* EXCERPT *
====================

Some daughters hoped to fulfil their parents’ ‘unfinished business’ because the parents regretted not having the opportunity to study. Bo, for example, noted how her family valued education, saying ‘the only thing that no-one can take away from you is your knowledge. So, if you want to be respected, if you want to be someone good, you have to study hard’.

Education was also the pathway to a good job, which could equate with copious personal benefits. Niu from Singapore and Wen from Kunming reflected on this:

In China, there is a saying that knowledge can change your fortune. Many people from the poor family in the countryside, if they study very hard and they enter the university, after graduation they become white collar, or they become leaders or they have a chance to do business, they become rich. They can support their family. (Wen)

Without an education, I would not be able to work. I would not be able to be financially independent. I would not be able to be what I am today. (Niu)

More than any other factor, the importance of education to the daughters in this book should not be minimised. Parents who supported their daughter’s education almost always created an irredeemable obligation on the part of their female offspring (Berman 1987).

Gratitude for One’s Upbringing

In addition to education , gratitude for the care, encouragement and support received in childhood drove feelings of reciprocity among these daughters, and this was linked with both duty and affection. The daughters were grateful to their mothers for giving up their jobs and staying home with the children, for remaining in bad marriages and for supporting the family without any help from their husbands. They were grateful to their parents for the gift of life, for their hard work and sacrifice, for allowing them to pursue their goals and for shaping them into who they were. Expressions of gratitude such as, ‘they allowed me to become what I am today’ and ‘it is the least I can do’ were frequently heard from these daughters. Jai explained how gratitude factored into her motivation to support her parents, saying, ‘Yes, I think it’s time for me to take care of them given that they did their part when I was younger and fully dependent on them’.

====================

* DATASET EXTRACT *
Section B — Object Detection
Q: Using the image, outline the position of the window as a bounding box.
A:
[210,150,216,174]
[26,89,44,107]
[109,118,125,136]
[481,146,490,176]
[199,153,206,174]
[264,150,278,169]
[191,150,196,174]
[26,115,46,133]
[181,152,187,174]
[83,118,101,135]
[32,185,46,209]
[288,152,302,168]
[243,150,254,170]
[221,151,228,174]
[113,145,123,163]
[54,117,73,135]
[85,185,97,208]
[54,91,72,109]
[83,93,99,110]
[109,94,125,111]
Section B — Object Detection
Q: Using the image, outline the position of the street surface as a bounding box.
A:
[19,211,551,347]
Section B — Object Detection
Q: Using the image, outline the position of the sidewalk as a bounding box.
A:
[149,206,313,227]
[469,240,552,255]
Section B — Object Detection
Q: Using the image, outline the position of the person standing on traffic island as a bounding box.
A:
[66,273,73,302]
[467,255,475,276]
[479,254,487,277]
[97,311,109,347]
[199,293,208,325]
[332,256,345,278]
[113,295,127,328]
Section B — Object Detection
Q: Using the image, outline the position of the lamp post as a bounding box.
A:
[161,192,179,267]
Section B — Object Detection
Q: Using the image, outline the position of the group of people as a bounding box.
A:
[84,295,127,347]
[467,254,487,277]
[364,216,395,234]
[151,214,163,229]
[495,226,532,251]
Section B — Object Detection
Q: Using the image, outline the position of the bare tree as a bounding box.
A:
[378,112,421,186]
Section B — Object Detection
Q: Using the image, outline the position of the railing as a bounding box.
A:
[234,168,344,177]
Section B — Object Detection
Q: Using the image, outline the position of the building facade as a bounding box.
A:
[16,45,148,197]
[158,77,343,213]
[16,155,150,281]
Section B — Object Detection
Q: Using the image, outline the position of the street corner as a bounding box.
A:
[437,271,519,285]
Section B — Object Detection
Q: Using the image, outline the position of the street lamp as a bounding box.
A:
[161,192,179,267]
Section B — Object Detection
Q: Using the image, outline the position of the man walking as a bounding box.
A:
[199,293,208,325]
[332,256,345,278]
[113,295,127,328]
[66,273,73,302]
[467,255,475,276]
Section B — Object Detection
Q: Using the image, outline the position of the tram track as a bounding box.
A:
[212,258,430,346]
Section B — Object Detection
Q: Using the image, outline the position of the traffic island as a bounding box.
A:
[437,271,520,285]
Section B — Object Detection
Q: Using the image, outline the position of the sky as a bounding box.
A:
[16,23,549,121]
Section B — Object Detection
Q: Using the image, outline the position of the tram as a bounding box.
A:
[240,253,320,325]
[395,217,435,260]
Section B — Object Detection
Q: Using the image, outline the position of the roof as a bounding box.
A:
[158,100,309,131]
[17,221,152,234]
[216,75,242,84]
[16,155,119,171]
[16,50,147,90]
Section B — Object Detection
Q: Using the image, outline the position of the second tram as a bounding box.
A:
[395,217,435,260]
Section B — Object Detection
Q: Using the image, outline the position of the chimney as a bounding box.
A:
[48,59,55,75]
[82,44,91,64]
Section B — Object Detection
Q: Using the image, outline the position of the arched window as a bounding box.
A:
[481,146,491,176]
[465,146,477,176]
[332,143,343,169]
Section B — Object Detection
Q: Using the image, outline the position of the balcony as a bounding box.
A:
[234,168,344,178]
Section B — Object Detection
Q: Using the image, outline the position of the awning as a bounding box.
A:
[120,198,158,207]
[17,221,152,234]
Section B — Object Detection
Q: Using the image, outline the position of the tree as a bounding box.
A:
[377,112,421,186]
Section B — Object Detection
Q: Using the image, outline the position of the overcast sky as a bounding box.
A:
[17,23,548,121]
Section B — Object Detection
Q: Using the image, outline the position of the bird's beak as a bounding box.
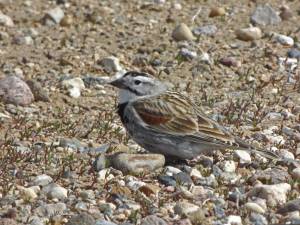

====================

* TASK DETAILS *
Carry on the excerpt about daughters' sense of obligation to their parents, starting right after its last sentence.

* TASK RESULT *
Jai’s words were not new. Probably women of her mother’s generation had made similar statements. The difference was context. Parents’ obligations and children’s expectations have changed. It might be that it is no longer enough for parents just to provide food and shelter.

Gratitude for Help as an Adult

Mutual obligations and exchanges between parents and children carrying over into adulthood can form a special type of reciprocity (Croll 1995; Ng et al. 2002). Parents perform services for adult children such as babysitting, cooking meals and helping with housework. Whether intended or not, the effect is to strengthen the incentive motive of adult children to care for their parents, either as payback or when parents are in need.

Among these women, one daughter each from Singapore and Hong Kong, and three daughters from the mainland received help with their children from their own parents. In each case, it was part of an overall pattern of reciprocity extending from childhood. However, for the women in this book in general, the decline in intergenerational households and greater geographic distance between the households of the adult children and their parents contributed to a dearth of on-going exchanges of this kind. Further, as previously mentioned, in some instances the introduction of domestic helpers deprived parents of opportunities to perform services for their children.

Although traditional models of adult reciprocity have diminished, new forms of adult exchange have been forthcoming. Yuet related a story that exemplifies this:

I travel a lot. [In] one month I travel to northern China, and then down to Guangzhou, the southern part, then I travel back to Xinjiang and then I travel to India then Bangkok…. My dad accompany me to the airport every time. Sometimes we have early birds flight… But because he worry that I’m a girl and security and safety matter, he accompany me every time to the airport and pick [me] up...every time. I really appreciate that. Even I tell my husband, I expect you to love my daughter as much as my dad love me. (Yuet)

The Need to Feel Loved and Give Love to Parents

The giving and receiving of love was strongly implicated in support motivation among these daughters. Arguably, it was only natural that they wanted to feel loved by their parents, even as adults. For those, like Chunhua, who felt genuine affection from their parents, the desire to reciprocate that affection could be one possible outcome.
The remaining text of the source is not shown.